_AIM OF THE EXERCISE_
All entries below are to be duplicated verbatim.

_DATASET_
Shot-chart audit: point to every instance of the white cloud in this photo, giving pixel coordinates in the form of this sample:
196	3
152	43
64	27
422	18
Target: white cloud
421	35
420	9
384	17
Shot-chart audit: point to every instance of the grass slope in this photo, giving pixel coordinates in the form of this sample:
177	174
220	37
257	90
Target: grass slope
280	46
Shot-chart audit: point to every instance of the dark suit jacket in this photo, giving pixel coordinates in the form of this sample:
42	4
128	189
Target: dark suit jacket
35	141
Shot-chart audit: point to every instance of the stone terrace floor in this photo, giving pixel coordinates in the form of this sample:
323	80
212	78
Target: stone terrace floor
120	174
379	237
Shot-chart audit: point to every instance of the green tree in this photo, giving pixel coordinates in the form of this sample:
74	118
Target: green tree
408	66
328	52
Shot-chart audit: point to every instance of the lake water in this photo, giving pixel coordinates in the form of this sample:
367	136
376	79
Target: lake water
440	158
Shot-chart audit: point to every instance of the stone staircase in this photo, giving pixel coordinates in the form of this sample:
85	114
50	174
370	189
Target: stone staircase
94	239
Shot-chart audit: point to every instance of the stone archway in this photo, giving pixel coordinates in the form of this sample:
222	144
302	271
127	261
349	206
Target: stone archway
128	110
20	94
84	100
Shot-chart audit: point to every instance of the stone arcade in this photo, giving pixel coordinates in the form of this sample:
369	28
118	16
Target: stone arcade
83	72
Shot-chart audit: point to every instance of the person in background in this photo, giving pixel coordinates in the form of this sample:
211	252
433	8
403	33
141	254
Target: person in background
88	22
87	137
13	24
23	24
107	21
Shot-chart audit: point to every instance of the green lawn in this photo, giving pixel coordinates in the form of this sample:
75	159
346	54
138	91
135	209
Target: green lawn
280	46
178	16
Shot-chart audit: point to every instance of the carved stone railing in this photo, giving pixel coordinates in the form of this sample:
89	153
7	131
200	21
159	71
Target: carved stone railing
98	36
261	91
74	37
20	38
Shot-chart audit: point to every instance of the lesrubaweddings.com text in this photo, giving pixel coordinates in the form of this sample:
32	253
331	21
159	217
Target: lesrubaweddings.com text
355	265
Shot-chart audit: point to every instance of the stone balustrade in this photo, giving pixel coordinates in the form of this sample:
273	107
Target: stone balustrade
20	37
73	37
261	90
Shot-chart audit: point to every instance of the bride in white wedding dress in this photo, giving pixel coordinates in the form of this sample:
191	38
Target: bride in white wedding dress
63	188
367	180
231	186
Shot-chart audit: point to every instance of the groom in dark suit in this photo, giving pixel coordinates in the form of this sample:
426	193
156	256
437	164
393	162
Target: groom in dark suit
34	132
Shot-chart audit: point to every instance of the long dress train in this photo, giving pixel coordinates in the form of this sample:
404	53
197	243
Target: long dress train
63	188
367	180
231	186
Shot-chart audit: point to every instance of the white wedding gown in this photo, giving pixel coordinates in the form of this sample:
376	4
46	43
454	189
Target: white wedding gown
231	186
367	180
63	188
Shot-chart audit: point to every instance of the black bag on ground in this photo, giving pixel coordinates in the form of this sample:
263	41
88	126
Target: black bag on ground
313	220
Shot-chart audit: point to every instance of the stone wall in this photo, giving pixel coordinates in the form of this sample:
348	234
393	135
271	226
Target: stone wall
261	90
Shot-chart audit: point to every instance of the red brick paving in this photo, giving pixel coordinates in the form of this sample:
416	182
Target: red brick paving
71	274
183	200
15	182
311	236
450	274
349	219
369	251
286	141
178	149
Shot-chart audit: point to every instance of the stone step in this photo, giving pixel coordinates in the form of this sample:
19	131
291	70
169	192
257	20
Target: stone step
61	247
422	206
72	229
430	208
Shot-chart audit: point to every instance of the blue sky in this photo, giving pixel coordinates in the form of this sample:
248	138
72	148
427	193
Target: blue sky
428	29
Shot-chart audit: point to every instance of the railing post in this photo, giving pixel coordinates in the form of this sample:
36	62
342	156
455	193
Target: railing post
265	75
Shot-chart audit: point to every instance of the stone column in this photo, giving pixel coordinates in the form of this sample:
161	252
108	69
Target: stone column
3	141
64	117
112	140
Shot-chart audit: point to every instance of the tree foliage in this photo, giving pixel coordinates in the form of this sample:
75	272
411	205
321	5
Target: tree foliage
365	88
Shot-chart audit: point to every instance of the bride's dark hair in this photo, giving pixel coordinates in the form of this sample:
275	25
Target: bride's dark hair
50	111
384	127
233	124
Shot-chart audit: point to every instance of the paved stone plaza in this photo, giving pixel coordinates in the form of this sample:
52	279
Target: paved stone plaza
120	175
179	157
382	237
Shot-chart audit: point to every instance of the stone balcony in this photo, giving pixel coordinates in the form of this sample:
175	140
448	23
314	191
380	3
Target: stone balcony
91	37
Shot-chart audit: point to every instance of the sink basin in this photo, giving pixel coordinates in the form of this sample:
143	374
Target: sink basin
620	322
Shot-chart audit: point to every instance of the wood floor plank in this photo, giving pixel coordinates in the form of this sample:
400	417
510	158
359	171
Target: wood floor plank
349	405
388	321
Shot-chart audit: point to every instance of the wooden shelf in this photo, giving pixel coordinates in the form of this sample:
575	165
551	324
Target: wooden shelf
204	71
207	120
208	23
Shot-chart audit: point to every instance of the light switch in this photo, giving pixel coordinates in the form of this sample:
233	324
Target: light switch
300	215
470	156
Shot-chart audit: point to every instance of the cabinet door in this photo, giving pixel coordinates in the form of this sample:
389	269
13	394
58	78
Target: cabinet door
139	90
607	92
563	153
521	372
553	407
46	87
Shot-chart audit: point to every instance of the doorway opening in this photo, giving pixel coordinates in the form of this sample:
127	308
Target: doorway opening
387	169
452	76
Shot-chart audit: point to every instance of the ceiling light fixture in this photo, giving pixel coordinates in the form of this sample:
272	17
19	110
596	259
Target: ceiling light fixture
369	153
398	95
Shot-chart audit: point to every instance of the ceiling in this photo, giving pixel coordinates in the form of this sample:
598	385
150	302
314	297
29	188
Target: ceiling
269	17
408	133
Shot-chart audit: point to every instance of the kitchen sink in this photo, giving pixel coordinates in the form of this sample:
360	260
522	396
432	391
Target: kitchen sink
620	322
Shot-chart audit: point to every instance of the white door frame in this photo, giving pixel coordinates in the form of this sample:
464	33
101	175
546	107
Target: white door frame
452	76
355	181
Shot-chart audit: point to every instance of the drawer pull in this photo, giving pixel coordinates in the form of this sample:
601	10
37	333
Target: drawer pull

_TASK RESPONSE_
Shot-chart audit: point to every instance of the white cloud in this photo, giving pixel coordinates in the form of this sample:
196	3
152	43
64	27
422	18
Target: white cloud
421	35
420	9
384	17
Shot-chart audit: point to every instance of the grass slope in this photo, giving pixel coordinates in the form of this sample:
177	174
220	37
257	90
Target: grass slope
280	46
Shot-chart audit: point to every instance of the dark suit jacket in this photo, giving pixel coordinates in the form of this sample:
42	4
128	189
Target: dark suit jacket
35	141
Shot-chart audit: point to every instance of the stone terrace floor in this photo, giving pixel coordinates in the form of this sample:
323	80
212	78
Target: stone terrace floor
120	174
379	237
Shot-chart audit: point to every instance of the green tree in this photo, giving pixel coordinates in the form of this sample:
74	118
Target: green tree
408	66
328	52
Shot-chart audit: point to every instance of the lake water in this photo, giving pixel coordinates in the form of this sample:
367	136
376	79
Target: lake water
440	158
Shot-chart audit: point to every instance of the stone staircase in this photo, giving pixel coordinates in the form of this sample:
85	114
50	174
370	189
Target: stone staircase
94	239
Shot-chart audit: point to every instance of the stone archway in this photo, giving pixel coordinates in the form of this sample:
222	144
302	271
127	261
349	206
Target: stone archway
128	110
20	94
84	100
Shot-chart audit: point to every instance of the stone arcade in this photo, giving pixel coordinates in the form of this sample:
369	28
118	16
Target: stone arcade
83	72
Shot-chart audit: point to every instance of the person in background in this photo, giving pixel coordinates in the form of this sample:
211	252
433	8
403	33
141	254
Target: person in background
88	22
87	137
13	24
23	24
107	21
Shot-chart audit: point to every instance of the green lawn in this photo, giving pixel coordinates in the form of this sample:
75	159
346	54
138	91
135	209
Target: green lawn
280	46
178	16
Shot-chart audit: point to every instance of the carved stone railing in this photo, giving pixel coordinates in the form of this sample:
89	153
7	131
200	21
159	71
Target: carved stone railing
98	36
261	91
74	37
20	38
Shot-chart audit: point to every instance of the lesrubaweddings.com text in this photo, giving pixel coordinates in the form of this sample:
32	253
331	21
159	217
Target: lesrubaweddings.com text
355	265
Shot-chart audit: point to every instance of the stone balustrade in this photo, giving pixel coordinates in the form of this sample:
273	107
Target: stone balustrade
20	37
73	37
261	90
Shot-chart audit: point to every instance of the bride in white wedding dress in this photo, giving pixel coordinates in the form of this sample:
191	38
Target: bride in white wedding dress
63	188
367	180
231	186
Shot-chart audit: point to every instance of the groom in dark suit in this photo, giving pixel coordinates in the form of this sample:
426	193
156	256
437	164
393	162
Target: groom in dark suit
34	132
Shot-chart audit: point to every instance of the long dress train in this photo, giving pixel coordinates in the form of this sample:
404	53
197	243
Target: long dress train
63	188
367	180
231	186
Shot-chart audit: point to every instance of the white wedding gown in this photo, giving pixel coordinates in the form of this sample:
376	4
46	43
454	189
Target: white wedding gown
231	186
367	180
63	188
Shot-chart audit: point to every instance of the black bag on ground in this photo, giving pixel coordinates in the form of this sample:
263	41
88	126
Target: black bag on ground
313	220
Shot-chart audit: point to every instance of the stone wall in this photo, giving pixel coordinates in the form of this sample:
348	234
393	135
271	226
Target: stone wall
261	90
Shot-chart audit: point to every instance of the red brick paving in this photo, giving pixel coordinates in the form of this sample:
416	182
Target: red brick paving
71	274
183	200
15	182
311	236
450	274
349	219
369	251
286	141
178	149
Shot-chart audit: point to every instance of the stone step in this photo, giving pixel coordinates in the form of this sample:
19	131
291	70
169	192
257	20
Target: stone step
61	247
422	206
72	229
430	208
Shot-chart audit: point to every instance of the blue sky in this photo, giving pixel coordinates in the form of this sample:
248	138
72	148
427	193
Target: blue sky
428	29
Shot-chart audit: point to every instance of the railing post in this photo, giving pixel coordinates in the form of this sample:
36	62
342	156
455	193
Target: railing post
265	75
Shot-chart audit: point to every instance of the stone column in this photo, giving pixel coordinates in the form of this sample:
161	252
108	69
Target: stone column
3	141
64	117
112	140
Shot-chart audit: point to every instance of the tree foliage in this photo, giving pixel coordinates in the form of this sample:
75	272
411	205
321	5
Target: tree foliage
365	88
Shot-chart audit: point to every instance of the bride's dark hair in this photo, giving pixel coordinates in the form of this sample:
275	25
Target: bride's dark hair
50	111
384	127
233	124
Shot-chart audit: point to every instance of the paved stone plaza in this photo, giving pixel coordinates in the form of this sample:
52	279
Target: paved stone plaza
120	175
179	157
382	237
Shot-chart audit: point to every instance of the stone balcony in this photo, giving pixel coordinates in the form of this sample:
175	140
448	23
314	191
380	3
Target: stone balcony
91	37
Shot-chart audit: point to every instance of the sink basin in this photo, giving pixel coordinates in the form of this sample:
143	374
Target: sink basin
620	322
Shot-chart audit: point to every instance of the wood floor plank in this photo, giving pixel coordinates in the form of this sample:
400	417
510	158
359	171
Target: wood floor plank
349	405
388	321
Shot-chart audit: point to every instance of the wooden shelf in this photo, giving pixel coordinates in the form of this sample:
575	165
551	324
Target: wooden shelf
204	71
207	120
208	23
Shot-chart audit: point to every instance of the light switch in this photo, giving pixel coordinates in the form of this sample:
233	324
Target: light switch
300	215
470	156
Shot-chart audit: point to every instance of the cabinet door in this photo, giving pixel coordinates in the form of this sample:
389	269
13	394
58	78
Target: cabinet door
139	90
607	92
563	153
521	372
553	407
46	87
Shot-chart audit: point to every instance of the doorway opening in this photo, giving pixel coordinates in the form of this sample:
127	308
Target: doorway opening
387	169
452	76
Shot-chart audit: point to every instance of the ceiling light fixture in this photo, giving pixel coordinates in the form of this sample:
272	17
19	110
596	259
Target: ceiling light fixture
369	153
398	95
Shot-chart audit: point to every instance of the ceiling in this photo, giving pixel coordinates in the form of this sample:
598	385
150	302
314	297
29	188
Target: ceiling
269	17
408	133
Shot-chart audit: point to every instance of the kitchen sink in this photo, giving pixel coordinates in the form of this sample:
360	260
522	396
432	391
Target: kitchen sink
620	322
Shot-chart audit: point to every instance of the white door frame in this photo, giving pixel coordinates in the form of this sample:
464	33
101	175
546	107
Target: white door frame
452	76
355	181
Shot-chart audit: point to every instance of the drawer pull in this photo, giving pixel coordinates in the form of this sample:
601	10
37	333
Target: drawer pull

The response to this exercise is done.